* EXERCISE REQUIREMENTS: Find every line in the listing below that contains the word "Identify", and copy each of those lines. Case counts.

────────────────────────────────────────

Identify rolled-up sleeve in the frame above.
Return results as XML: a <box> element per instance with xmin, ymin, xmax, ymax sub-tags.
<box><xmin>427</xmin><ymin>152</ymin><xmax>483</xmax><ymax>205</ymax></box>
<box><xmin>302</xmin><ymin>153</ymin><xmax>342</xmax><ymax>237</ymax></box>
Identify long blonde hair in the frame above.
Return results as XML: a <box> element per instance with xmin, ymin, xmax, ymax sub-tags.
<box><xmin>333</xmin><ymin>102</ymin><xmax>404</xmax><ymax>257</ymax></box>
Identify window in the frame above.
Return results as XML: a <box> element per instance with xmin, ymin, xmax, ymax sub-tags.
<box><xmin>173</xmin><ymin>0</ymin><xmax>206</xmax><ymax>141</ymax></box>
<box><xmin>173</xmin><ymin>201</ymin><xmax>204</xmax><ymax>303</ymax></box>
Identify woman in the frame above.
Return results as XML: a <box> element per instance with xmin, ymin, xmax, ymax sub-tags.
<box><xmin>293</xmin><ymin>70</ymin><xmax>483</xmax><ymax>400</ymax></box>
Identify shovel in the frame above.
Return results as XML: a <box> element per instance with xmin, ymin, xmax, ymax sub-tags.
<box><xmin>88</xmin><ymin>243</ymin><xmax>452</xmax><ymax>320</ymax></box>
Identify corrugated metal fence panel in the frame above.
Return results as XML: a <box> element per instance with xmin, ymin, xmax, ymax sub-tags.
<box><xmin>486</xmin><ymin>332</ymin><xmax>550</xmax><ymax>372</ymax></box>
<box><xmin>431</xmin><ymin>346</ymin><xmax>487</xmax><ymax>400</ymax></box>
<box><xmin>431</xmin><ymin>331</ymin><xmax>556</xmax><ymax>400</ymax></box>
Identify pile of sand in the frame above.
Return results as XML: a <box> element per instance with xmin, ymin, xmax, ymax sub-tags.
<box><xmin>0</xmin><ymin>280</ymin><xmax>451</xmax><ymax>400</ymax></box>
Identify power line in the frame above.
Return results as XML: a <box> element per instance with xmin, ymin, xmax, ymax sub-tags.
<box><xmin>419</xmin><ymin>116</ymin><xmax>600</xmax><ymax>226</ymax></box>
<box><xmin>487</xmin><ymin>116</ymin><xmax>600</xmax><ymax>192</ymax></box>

────────────────────────────────────────

* IN RESPONSE:
Identify rolled-up sleeve in the frame above.
Identify long blonde hair in the frame above.
Identify window in the frame above.
Identify woman in the frame above.
Identify shovel in the frame above.
Identify corrugated metal fence panel in the frame above.
Identify pile of sand in the frame above.
Identify power line in the frame above.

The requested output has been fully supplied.